Collaborative filtering was also covered in Domingo's The Master Algorithm: "In 1994, a team of researchers from the University of Minnesota and MIT built a recommendation system based on what they called "a deceptively simple idea": people who agreed in the past are likely to agree again in the future. That notion led directly to the collaborative filtering systems that all self-respecting e-commerce sites have." (pg. 183).
For example, if each tuple is structured as [id, movieId, rating], then the tuples [246, 2, 3.5] and [357, 2, 3.5] would suggest that both users 246 and 357 are like-minded in that they rated movie "2" with a "3.5" rating. This underlying technique was combined with further processing steps and implemented in a Python CLI tool.
The Python script works by first parsing an input set of tuples that represent the initial movies that a user has rated. The movie-rating tuples are then extracted and the movies data is scanned for other users where similar movie-rating tuples occur. As this catches any user that agrees with the input user on any movie-rating tuple, a sorting algorithm is applied to only select users where there is a high level of agreement with the input user. For example, only users that have at least eight out of ten similar movie-rating tuples with the input user are accepted. With this list of users, the script obtains all of their cumulative movie-rating tuples. Once again, this data is further filtered by only selecting movie-ratings that occur above a certain threshold in frequency and in minimum movie rating. As a result, the final output file contains movie recommendations that are both high in favorable ratings and occur frequently in the network of like-minded movie watchers.
A number of Python libraries were tested to parse the full set of data (>300 MB of tuples in the ml-ratings.csv
file). The numpy
, pickle
, and additional Python libraries did not lead to significant speed improvements, so the script parses the CSV tuples without any specialized support. The original script writes to stdout to show realtime progress, but removing this leads to a significant speed up.
$ python eng-q1.py # v1.0 for the project
...
$ python mlr-engine.py # refactored version
...
# Some rough speed metrics (MacBook Pro 2015, 2.7 GHz i5):
$ time python mlr-engine.py
real 4m7.895s
user 2m41.626s
sys 0m46.439s
$ time python mlr-engine-quick.py # No stdout printing
real 1m18.558s
user 0m56.948s
sys 0m10.179s
Running Python implementation on the command line.
This algorithm was tested against a sample of data as follows. Using an initial input of ten tuples (the movies rated favorably by a single user), the system was able to recommend over 500 movies. The system would attempt to provide movie recommendations from like-minded movie watchers based on these ten tuples. When the recommended films were compared to the actual ratings by the user, it was found that over 85% of the >500 movie recommendations were rated favorably (with a rating of at least 4 out of 5) when compared to the user's actual ratings for the films. These preliminary results suggest that the collaborative filtering system was able to effectively recommend movies that would be favorably received by the end user.
This preliminary system can be developed further in a number of ways.
- Supervised machine learning
- Further machine learning extension. It may be worthwhile to train a full-blown ML model based on millions of film rating tuples. This was partly done with the IBM SPSS Modeler implementation by a fellow group member.
- Unsupervised machine learning
- Clustering the ratings data. There may be interesting trends or patterns in the ratings data when clustered according to year, genre, average rating, etc.
Domingos, P. (2015). The master algorithm: How the quest for the ultimate learning machine will remake our world. Basic Books. Chicago
Schafer, J. B., Frankowski, D., Herlocker, J., & Sen, S. (2007). Collaborative filtering recommender systems. In The Adaptive Web (pp. 291-324). Springer Berlin Heidelberg.

══════════════════════════════

### Task description:
Print the passage of the movie recommender write-up between "- Unsupervised machine" and "average rating, etc.", inclusive. The lines that come next are separate material, unrelated to the movie recommender write-up.

[Referring expression data]
══════════════════════════════

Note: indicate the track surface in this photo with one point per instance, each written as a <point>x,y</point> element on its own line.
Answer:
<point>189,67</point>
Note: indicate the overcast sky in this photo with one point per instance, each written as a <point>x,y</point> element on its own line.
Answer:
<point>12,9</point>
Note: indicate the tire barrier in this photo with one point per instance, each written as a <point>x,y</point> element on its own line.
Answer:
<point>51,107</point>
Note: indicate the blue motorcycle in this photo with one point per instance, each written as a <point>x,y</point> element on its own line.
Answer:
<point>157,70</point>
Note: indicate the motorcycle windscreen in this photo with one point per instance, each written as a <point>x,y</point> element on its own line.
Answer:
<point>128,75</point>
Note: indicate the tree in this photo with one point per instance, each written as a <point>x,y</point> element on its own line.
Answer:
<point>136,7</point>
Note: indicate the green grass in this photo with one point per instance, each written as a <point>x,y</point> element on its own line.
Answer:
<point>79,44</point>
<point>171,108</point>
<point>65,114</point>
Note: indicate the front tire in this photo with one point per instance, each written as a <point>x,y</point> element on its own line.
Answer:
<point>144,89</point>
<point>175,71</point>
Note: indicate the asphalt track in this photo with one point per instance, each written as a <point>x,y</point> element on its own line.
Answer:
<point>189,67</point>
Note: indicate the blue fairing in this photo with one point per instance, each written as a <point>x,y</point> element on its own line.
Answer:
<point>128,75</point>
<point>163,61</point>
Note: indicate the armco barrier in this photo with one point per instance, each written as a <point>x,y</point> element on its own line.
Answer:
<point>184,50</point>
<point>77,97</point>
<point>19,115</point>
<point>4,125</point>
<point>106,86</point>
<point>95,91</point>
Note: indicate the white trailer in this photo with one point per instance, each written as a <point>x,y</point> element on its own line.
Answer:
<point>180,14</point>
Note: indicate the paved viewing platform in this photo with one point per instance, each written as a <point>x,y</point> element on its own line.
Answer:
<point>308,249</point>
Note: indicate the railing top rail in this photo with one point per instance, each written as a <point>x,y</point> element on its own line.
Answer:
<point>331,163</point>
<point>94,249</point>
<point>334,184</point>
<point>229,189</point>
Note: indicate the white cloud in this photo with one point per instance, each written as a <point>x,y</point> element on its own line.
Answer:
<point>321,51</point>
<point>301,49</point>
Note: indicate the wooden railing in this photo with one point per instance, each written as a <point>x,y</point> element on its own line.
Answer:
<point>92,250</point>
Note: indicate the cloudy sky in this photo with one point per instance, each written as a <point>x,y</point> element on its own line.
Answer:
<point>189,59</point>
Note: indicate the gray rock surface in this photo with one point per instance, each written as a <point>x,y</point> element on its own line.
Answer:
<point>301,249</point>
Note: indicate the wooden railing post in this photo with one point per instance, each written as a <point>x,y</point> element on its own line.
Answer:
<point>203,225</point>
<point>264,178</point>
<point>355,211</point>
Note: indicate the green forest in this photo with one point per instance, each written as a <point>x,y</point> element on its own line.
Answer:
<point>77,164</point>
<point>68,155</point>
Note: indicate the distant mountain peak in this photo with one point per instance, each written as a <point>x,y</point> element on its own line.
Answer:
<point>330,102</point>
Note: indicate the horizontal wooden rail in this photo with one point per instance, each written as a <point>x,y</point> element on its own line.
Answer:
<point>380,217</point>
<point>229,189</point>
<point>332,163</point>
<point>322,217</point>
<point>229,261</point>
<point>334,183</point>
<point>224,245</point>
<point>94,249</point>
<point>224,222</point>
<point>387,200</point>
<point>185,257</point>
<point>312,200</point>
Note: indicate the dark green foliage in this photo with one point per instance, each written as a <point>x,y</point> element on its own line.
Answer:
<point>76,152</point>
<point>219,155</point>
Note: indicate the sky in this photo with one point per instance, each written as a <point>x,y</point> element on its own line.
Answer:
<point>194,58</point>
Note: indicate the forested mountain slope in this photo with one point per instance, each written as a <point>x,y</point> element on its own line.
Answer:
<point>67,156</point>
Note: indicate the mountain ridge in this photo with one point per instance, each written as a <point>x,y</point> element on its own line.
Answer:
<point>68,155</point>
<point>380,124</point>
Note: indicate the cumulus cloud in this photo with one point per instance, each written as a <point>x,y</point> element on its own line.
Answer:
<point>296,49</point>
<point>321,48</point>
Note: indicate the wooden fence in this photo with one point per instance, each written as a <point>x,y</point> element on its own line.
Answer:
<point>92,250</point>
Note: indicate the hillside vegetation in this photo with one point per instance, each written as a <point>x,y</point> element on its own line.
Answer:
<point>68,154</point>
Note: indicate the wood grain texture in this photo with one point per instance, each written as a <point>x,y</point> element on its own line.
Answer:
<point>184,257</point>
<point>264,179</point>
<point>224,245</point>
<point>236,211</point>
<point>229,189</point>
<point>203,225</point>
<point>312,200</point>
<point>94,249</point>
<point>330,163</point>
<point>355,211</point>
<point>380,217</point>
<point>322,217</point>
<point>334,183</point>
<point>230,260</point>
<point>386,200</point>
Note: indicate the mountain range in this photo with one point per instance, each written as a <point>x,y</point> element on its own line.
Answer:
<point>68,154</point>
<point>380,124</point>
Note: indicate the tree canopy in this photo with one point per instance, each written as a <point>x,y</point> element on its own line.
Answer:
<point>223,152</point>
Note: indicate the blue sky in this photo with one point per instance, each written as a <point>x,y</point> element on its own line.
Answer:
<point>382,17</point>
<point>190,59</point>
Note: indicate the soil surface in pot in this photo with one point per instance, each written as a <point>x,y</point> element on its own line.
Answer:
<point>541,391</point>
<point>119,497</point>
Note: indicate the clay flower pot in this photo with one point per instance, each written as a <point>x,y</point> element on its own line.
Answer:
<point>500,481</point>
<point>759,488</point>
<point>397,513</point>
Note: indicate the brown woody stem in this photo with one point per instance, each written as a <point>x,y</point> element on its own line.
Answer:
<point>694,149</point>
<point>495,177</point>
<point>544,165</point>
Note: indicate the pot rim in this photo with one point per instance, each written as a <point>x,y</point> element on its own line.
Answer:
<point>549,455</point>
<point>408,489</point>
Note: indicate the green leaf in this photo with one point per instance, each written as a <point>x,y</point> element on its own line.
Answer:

══════════════════════════════

### The completed task:
- Unsupervised machine learning
- Clustering the ratings data. There may be interesting trends or patterns in the ratings data when clustered according to year, genre, average rating, etc.